• What you are asked to do
Take the entries below and print, exactly, the stretch from the line containing "Target: man in yellow shirt" through the line containing "Target: white blurred object", both included.

[Stored items]
* * *

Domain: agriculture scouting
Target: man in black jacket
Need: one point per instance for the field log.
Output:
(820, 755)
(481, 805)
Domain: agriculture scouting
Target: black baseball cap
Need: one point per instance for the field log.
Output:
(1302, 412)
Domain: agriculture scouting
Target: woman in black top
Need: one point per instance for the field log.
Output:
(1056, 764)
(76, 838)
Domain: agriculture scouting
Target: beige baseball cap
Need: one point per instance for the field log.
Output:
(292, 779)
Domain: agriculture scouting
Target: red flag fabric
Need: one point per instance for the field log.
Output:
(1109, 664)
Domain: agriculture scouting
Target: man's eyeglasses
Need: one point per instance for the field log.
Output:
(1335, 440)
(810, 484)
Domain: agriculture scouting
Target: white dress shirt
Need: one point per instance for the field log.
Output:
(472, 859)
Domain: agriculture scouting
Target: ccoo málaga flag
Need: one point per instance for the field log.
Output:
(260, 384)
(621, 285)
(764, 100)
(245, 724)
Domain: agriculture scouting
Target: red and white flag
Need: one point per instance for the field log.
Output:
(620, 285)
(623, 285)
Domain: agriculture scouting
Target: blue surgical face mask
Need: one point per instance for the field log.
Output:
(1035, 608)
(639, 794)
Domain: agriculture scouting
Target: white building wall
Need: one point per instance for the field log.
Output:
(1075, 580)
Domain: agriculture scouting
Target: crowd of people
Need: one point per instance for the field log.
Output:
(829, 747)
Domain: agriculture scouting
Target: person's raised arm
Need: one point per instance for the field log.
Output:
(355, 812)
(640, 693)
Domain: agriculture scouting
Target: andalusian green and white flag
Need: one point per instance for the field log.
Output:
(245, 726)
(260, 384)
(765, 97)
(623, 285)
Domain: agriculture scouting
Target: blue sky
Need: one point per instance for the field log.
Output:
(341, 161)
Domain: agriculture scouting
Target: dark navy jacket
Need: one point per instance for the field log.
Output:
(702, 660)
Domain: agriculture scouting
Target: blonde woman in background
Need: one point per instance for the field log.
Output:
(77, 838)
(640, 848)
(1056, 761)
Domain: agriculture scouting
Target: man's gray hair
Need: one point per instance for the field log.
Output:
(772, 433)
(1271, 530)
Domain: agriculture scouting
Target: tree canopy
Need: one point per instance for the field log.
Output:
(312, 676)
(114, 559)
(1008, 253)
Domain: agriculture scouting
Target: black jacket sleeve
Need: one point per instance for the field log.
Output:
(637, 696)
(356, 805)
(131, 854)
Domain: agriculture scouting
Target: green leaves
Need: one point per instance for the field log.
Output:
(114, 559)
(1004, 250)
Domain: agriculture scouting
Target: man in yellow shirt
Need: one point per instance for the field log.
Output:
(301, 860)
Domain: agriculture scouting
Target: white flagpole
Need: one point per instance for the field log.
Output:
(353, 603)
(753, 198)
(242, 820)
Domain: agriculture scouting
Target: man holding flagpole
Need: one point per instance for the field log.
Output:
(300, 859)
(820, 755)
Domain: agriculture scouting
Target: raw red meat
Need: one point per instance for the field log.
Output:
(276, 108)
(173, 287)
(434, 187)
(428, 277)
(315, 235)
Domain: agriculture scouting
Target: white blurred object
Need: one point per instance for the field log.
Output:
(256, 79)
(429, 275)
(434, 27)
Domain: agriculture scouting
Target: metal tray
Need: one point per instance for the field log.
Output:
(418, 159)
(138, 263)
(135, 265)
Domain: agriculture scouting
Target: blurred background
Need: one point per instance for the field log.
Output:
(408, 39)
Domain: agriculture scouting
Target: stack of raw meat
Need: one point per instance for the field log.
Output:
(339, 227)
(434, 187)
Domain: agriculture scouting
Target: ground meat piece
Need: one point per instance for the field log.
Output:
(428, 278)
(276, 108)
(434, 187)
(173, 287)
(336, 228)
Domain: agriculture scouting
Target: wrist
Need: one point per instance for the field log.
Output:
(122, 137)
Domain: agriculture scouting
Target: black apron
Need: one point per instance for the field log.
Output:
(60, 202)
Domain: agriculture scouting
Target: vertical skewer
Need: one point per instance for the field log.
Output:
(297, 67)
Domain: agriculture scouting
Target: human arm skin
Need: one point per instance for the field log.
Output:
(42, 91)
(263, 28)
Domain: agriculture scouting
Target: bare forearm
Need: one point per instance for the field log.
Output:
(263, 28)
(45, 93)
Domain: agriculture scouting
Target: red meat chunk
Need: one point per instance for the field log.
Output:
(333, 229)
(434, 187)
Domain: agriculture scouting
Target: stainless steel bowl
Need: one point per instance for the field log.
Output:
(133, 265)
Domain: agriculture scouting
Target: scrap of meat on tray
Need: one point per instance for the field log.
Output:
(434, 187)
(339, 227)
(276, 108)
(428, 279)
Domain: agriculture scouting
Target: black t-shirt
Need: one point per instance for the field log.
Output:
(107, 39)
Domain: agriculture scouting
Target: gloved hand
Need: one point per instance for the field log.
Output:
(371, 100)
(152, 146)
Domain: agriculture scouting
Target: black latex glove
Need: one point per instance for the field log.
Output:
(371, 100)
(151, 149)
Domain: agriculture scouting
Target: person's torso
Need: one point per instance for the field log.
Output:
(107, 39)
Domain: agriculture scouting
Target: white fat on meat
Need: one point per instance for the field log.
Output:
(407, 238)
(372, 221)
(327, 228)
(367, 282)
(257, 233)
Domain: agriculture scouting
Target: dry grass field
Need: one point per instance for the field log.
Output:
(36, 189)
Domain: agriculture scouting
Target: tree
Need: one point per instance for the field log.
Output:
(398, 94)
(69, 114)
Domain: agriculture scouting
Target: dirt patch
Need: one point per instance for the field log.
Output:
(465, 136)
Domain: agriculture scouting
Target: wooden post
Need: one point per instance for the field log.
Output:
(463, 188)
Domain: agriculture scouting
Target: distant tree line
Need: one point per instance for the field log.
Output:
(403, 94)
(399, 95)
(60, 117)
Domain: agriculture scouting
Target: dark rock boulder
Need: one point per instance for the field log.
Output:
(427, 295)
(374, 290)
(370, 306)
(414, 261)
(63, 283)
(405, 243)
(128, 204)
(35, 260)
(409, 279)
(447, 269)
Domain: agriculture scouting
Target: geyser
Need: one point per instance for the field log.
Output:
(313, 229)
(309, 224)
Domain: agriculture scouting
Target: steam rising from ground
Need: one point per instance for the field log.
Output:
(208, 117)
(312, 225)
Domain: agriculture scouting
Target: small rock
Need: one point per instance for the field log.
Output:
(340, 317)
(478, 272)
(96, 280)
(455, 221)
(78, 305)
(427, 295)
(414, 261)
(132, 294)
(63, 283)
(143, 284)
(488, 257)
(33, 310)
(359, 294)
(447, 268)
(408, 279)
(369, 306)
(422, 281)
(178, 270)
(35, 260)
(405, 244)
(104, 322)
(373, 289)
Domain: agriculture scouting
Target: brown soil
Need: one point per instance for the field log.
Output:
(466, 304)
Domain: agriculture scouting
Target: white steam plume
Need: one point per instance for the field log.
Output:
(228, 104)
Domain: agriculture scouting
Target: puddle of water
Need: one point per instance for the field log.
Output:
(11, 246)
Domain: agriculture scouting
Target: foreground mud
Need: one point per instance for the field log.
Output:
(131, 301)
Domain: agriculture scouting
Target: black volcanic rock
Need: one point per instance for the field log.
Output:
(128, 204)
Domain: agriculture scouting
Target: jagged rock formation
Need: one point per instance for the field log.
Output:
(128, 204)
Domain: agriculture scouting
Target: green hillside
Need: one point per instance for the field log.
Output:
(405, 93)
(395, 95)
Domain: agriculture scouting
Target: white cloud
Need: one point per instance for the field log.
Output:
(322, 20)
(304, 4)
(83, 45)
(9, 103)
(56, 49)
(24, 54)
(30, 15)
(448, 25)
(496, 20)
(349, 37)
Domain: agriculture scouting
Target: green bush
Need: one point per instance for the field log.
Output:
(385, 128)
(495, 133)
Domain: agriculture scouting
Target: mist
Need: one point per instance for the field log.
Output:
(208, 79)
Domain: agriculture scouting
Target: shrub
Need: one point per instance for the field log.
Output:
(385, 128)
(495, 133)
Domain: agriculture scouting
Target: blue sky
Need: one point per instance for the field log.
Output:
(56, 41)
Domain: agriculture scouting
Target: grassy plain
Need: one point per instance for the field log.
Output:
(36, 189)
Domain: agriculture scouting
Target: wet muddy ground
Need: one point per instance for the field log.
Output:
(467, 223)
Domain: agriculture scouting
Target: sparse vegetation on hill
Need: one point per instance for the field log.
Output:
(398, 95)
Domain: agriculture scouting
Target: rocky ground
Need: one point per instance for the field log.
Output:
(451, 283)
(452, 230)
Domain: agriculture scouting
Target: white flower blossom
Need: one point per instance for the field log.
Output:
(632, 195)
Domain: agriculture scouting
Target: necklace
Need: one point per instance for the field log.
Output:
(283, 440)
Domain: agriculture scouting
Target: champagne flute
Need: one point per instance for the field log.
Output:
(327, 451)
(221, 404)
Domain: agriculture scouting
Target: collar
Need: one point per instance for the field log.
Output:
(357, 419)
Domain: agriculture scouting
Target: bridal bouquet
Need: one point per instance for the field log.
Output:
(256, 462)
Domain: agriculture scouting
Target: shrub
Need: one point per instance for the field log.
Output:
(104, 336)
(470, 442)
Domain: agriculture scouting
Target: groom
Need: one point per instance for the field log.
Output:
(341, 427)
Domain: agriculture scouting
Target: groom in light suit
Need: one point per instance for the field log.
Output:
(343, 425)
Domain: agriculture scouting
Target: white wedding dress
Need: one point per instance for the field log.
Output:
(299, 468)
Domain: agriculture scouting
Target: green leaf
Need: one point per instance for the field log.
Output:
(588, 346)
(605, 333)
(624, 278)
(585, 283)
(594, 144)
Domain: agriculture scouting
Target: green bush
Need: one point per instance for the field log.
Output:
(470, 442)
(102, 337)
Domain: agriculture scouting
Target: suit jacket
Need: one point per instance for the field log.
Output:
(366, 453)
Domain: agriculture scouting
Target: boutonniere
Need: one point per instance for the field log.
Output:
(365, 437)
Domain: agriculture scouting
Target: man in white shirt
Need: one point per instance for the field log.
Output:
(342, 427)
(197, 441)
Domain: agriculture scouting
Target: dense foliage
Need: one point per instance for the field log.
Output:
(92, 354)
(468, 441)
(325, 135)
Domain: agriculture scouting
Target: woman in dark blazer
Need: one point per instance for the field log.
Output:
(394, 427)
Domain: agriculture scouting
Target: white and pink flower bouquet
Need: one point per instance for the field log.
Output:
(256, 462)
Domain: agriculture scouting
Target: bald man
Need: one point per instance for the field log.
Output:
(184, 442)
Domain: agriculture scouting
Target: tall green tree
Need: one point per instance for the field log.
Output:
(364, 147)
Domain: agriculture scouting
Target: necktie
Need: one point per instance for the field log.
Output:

* * *

• Response to the exercise
Target: man in yellow shirt
Need: one point per instance for the field log.
Output:
(301, 860)
Domain: agriculture scouting
Target: white flagpole
Need: one point per instance for the field log.
Output:
(353, 603)
(753, 198)
(242, 820)
Domain: agriculture scouting
Target: man holding flagpole
Need: one point per instance for the field log.
Output:
(300, 859)
(820, 755)
Domain: agriculture scouting
Target: raw red meat
Need: one point per instance for the field log.
Output:
(276, 108)
(173, 287)
(434, 187)
(428, 277)
(315, 235)
Domain: agriculture scouting
Target: white blurred object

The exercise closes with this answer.